▶ **List of tasks**
A: Answer these questions from the write-up on training a PaddleOCR model on Ubuntu:
(i) In what ratio does the data-division script split the data?
(ii) Under which path is the yml source file located?
(iii) What is the output folder used for?
B: Extend the write-up on training a PaddleOCR model with a GPU on Ubuntu, picking up right after its final line.

▶ **Document section**
━━━━━━━━━━━━━━━━━━━━

Pitfalls and solutions encountered when using GPU to train paddleocr model on new ubuntu

1. My ubuntu version

2. First pull the paddleocr source code

Download address: https://gitee.com/paddlepaddle/PaddleOCR

3. Download model

I want to train a Chinese model. I saw that the pre-trained model has the best generalization performance, so I downloaded this model.
https://gitee.com/link?target=https://paddleocr.bj.bcebos.com/PP-OCRv3/chinese/ch_PP-OCRv3_rec_train.tar
Other model addresses: https://gitee.com/paddlepaddle/PaddleOCR/blob/release/2.6/doc/doc_ch/models_list.md

4. Preparation before training

1. Create a file to put your own things in the source code folder

The config folder is used to install yml configuration files
pretrained_model is used to install the pre-trained model downloaded in the previous step
split_rec_label is used to put the data set
output is used to store the trained model
It is not mandatory to create a folder, but it is more convenient to manage your own files. The address of the yml source file is
Under the path PaddleOCR-release-2.6/configs/rec/PP-OCRv3

2. Prepare data

2.1 Data annotation

Reference blog: https://blog.csdn.net/qq_49627063/article/details/119134847

2.2 Data Division

Before training, all images are in a folder and all label information is in the same txt file, so a script needs to be written to split them in a ratio of 8:1:1.

import os
import re
import shutil
import random
import argparse

def split_label(all_label, train_label, val_label, test_label):
    f = open(all_label, 'r')
    f_train = open(train_label, 'w')
    f_val = open(val_label, 'w')
    f_test = open(test_label, 'w')
    raw_list = f.readlines()
    num_train = int(len(raw_list) * 0.8)
    num_val = int(len(raw_list) * 0.1)
    num_test = int(len(raw_list) * 0.1)
    random.shuffle(raw_list)
    for i in range(num_train):
        f_train.writelines(raw_list[i])
    for i in range(num_train, num_train + num_val):
        f_val.writelines(raw_list[i])
    for i in range(num_train + num_val, num_train + num_val + num_test):
        f_test.writelines(raw_list[i])
    f.close()

━━━━━━━━━━━━━━━━━━━━

(Segmentation labeling items)
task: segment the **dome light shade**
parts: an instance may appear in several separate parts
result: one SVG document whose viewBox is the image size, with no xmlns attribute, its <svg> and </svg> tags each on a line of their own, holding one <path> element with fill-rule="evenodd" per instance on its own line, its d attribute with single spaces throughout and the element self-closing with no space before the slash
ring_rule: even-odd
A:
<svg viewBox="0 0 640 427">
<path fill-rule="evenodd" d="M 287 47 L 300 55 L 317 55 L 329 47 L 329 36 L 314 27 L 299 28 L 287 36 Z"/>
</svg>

━━━━━━━━━━━━━━━━━━━━

▶ **Task-by-task results**
A:
(i) 8:1:1
(ii) PaddleOCR-release-2.6/configs/rec/PP-OCRv3
(iii) Storing the trained model

B:
    f_train.close()
    f_val.close()
    f_test.close()


def split_img(all_imgs, train_label, train_imgs, val_label, val_imgs, test_label, test_imgs):
    f_train = open(train_label, 'r')
    f_val = open(val_label, 'r')
    f_test = open(test_label, 'r')
    train_list = f_train.readlines()
    val_list = f_val.readlines()
    test_list = f_test.readlines()
    for i in range(len(train_list)):
        img_path = os.path.join(all_imgs, re.split("[/\t]", train_list[i])[1])
        shutil.move(img_path, train_imgs)
    for i in range(len(val_list)):
        img_path = os.path.join(all_imgs, re.split("[/\t]", val_list[i])[1])
        shutil.move(img_path, val_imgs)
    for i in range(len(test_list)):
        img_path = os.path.join(all_imgs, re.split("[/\t]", test_list[i])[1])
        shutil.move(img_path, test_imgs)


def get_args():
    parser = argparse.ArgumentParser()
    parser.add_argument("--all_label", default="../paddleocr/PaddleOCR/train_data/cls/cls_gt_train.txt")
    parser.add_argument("--all_imgs_dir", default="../paddleocr/PaddleOCR/train_data/cls/images/")
    parser.add_argument("--train_label", default="../paddleocr/PaddleOCR/train_data/cls/train.txt")
    parser.add_argument("--train_imgs_dir", default="../paddleocr/PaddleOCR/train_data/cls/train/")
    parser.add_argument("--val_label", default="../paddleocr/PaddleOCR/train_data/cls/val.txt")
    parser.add_argument("--val_imgs_dir", default="../paddleocr/PaddleOCR/train_data/cls/val/")
    parser.add_argument("--test_label", default="../paddleocr/PaddleOCR/train_data/cls/test.txt")
    parser.add_argument("--test_imgs_dir", default="../paddleocr/PaddleOCR/train_data/cls/test/")
    return parser.parse_args()


def main(args):
    if not os.path.isdir(args.train_imgs_dir):
        os.makedirs(args.train_imgs_dir)
    if not os.path.isdir(args.val_imgs_dir):
        os.makedirs(args.val_imgs_dir)
    if not os.path.isdir(args.test_imgs_dir):
        os.makedirs(args.test_imgs_dir)
    split_label(args.all_label, args.train_label, args.val_label, args.test_label)
    split_img(args.all_imgs_dir, args.train_label, args.train_imgs_dir, args.val_label, args.val_imgs_dir, args.test_label, args.test_imgs_dir)


if __name__ == "__main__":
    main(get_args())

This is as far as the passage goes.